### EXERCISE AIM
Count the lines below that contain the string "glass". How many are there? Reply with the number alone.

--- begin ---

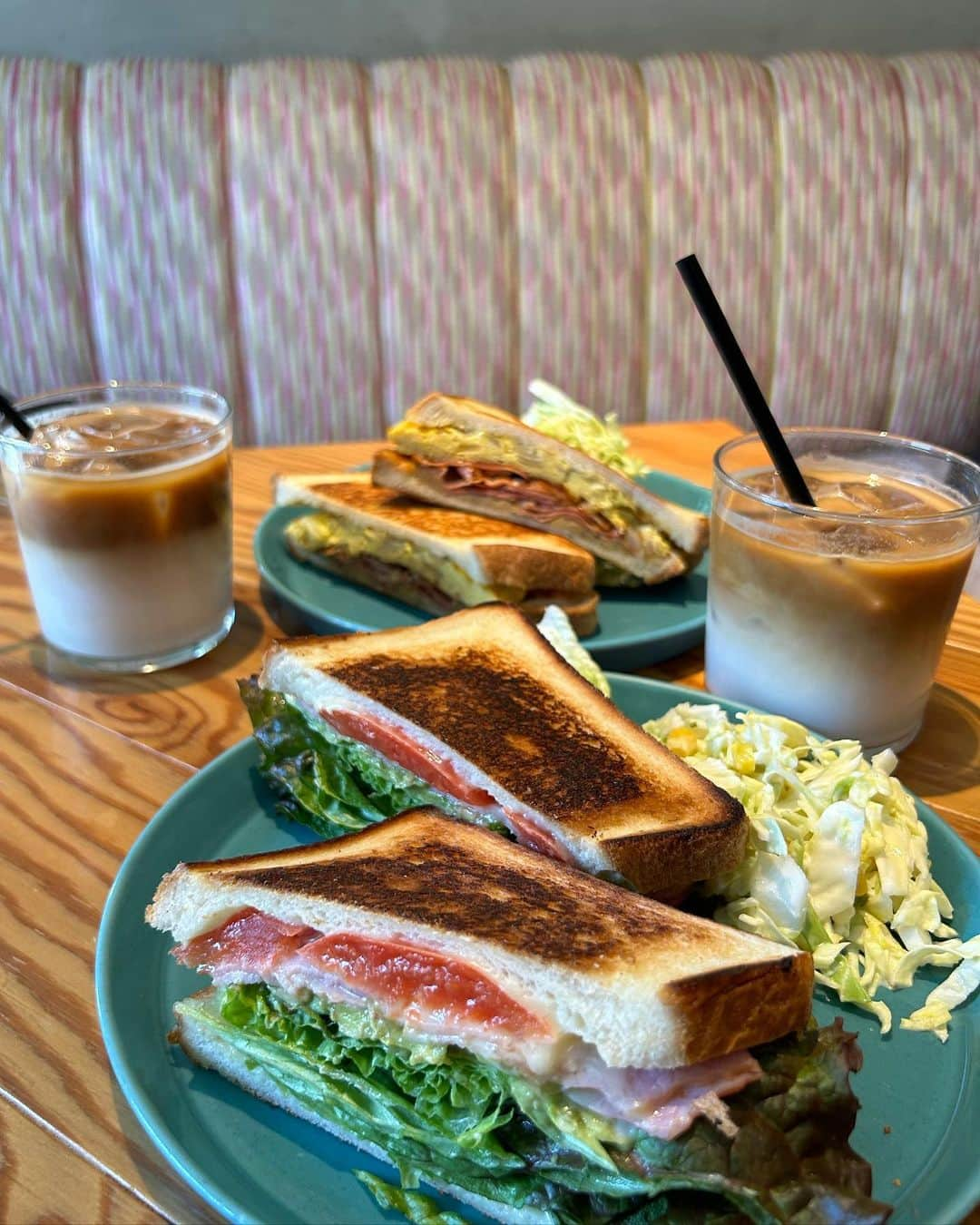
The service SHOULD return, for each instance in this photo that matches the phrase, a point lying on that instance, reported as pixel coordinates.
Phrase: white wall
(369, 30)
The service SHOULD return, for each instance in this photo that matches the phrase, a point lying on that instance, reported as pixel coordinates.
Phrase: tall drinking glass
(836, 616)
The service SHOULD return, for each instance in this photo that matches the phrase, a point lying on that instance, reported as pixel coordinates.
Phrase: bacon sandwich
(476, 714)
(459, 454)
(543, 1044)
(431, 557)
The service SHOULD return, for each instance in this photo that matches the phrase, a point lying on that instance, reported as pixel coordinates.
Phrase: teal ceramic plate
(920, 1112)
(637, 626)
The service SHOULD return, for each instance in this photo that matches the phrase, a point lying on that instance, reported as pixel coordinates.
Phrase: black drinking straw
(14, 416)
(745, 381)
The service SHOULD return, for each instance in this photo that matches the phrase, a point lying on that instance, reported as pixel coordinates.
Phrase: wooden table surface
(86, 761)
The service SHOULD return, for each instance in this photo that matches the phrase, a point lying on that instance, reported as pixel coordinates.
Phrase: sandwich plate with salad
(615, 544)
(582, 1113)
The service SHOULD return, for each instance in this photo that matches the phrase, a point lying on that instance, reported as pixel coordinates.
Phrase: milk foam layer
(124, 524)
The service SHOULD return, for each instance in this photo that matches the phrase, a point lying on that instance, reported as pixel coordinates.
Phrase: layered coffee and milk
(836, 619)
(124, 522)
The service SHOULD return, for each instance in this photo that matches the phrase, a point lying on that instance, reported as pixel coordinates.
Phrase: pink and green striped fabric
(325, 241)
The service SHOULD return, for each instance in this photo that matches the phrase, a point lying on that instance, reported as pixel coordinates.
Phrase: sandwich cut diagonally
(433, 557)
(476, 714)
(457, 452)
(544, 1045)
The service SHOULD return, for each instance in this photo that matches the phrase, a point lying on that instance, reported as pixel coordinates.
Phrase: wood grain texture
(81, 1192)
(75, 797)
(84, 761)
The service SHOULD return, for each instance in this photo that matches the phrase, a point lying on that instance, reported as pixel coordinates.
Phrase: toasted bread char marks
(430, 882)
(354, 492)
(539, 749)
(689, 529)
(484, 690)
(648, 985)
(407, 475)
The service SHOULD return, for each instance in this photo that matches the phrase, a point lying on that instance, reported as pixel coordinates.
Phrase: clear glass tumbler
(122, 500)
(836, 616)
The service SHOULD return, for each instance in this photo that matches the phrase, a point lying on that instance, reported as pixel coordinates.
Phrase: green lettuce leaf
(325, 780)
(446, 1116)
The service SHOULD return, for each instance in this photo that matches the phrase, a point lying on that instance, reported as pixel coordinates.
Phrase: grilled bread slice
(430, 557)
(494, 717)
(457, 452)
(646, 985)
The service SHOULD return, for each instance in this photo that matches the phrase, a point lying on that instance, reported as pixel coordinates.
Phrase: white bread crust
(623, 1002)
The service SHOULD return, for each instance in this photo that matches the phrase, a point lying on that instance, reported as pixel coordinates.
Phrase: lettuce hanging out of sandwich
(478, 716)
(531, 1039)
(446, 1117)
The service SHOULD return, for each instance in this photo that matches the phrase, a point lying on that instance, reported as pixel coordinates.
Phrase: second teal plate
(637, 626)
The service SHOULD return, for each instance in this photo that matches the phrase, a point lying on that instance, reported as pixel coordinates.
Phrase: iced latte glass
(122, 503)
(836, 616)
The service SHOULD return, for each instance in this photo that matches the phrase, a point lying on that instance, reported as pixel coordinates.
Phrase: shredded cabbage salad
(557, 416)
(837, 859)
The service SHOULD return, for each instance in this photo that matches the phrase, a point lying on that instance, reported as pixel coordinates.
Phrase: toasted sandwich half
(456, 452)
(476, 714)
(541, 1044)
(435, 559)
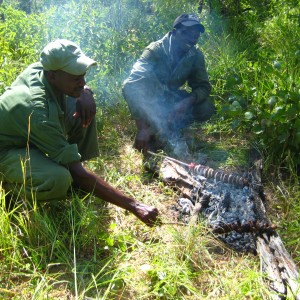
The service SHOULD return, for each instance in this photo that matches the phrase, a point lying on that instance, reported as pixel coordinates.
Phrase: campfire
(234, 208)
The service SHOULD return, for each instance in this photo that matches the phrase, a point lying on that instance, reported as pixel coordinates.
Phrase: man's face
(66, 83)
(186, 37)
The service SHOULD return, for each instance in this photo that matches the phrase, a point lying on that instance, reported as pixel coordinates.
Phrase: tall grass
(82, 247)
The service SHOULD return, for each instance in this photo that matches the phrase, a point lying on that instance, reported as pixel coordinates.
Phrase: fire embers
(218, 175)
(230, 211)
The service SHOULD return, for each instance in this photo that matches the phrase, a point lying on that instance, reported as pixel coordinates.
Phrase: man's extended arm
(91, 183)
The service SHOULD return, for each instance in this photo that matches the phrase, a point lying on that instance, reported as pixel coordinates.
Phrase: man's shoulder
(158, 44)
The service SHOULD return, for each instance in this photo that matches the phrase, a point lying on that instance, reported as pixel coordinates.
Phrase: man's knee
(55, 186)
(204, 111)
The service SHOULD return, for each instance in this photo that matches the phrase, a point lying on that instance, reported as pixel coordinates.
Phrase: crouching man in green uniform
(168, 87)
(47, 128)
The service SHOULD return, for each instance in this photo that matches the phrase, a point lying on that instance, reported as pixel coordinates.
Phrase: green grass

--- end ---

### RIGHT ANSWER
3